What the exercise asks ::
Return only the stretch of the material below that begins with the line containing "nostril | locate" and ends with the line containing "paint smear on lip | locate", exactly; both of those lines belong to it.

Entries shown ::
----------
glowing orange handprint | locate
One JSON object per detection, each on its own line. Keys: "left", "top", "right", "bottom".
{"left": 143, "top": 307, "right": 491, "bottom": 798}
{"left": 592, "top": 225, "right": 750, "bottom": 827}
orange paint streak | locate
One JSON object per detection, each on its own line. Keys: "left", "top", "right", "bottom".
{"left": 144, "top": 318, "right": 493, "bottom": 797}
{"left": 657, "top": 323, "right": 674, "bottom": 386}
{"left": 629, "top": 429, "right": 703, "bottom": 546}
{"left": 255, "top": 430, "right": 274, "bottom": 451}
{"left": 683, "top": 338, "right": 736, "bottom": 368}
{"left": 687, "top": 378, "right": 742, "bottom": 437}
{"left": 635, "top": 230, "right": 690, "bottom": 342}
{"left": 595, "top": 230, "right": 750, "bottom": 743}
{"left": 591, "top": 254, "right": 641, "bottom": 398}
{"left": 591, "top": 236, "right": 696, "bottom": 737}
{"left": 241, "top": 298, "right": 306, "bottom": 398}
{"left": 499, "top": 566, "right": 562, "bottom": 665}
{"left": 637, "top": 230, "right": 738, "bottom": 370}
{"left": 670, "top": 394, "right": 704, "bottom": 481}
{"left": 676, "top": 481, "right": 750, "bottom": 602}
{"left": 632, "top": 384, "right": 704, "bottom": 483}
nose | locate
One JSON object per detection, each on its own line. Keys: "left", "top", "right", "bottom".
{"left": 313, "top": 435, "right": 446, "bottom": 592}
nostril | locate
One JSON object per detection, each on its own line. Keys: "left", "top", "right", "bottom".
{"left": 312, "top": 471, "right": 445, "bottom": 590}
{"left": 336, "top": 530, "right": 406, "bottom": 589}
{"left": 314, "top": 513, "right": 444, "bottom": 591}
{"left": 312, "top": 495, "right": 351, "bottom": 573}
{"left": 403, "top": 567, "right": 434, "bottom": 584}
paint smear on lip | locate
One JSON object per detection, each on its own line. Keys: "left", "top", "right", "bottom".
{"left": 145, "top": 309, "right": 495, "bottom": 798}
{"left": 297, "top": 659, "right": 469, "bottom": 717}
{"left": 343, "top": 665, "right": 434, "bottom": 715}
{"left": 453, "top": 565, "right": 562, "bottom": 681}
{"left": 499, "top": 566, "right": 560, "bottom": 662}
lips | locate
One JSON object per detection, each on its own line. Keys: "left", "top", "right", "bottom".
----------
Response area ::
nostril | locate
One JSON object per detection, each on its own line. Keys: "left", "top", "right", "bottom".
{"left": 312, "top": 471, "right": 445, "bottom": 590}
{"left": 336, "top": 530, "right": 406, "bottom": 589}
{"left": 314, "top": 513, "right": 444, "bottom": 591}
{"left": 312, "top": 495, "right": 351, "bottom": 573}
{"left": 403, "top": 567, "right": 434, "bottom": 584}
paint smear on lip | locate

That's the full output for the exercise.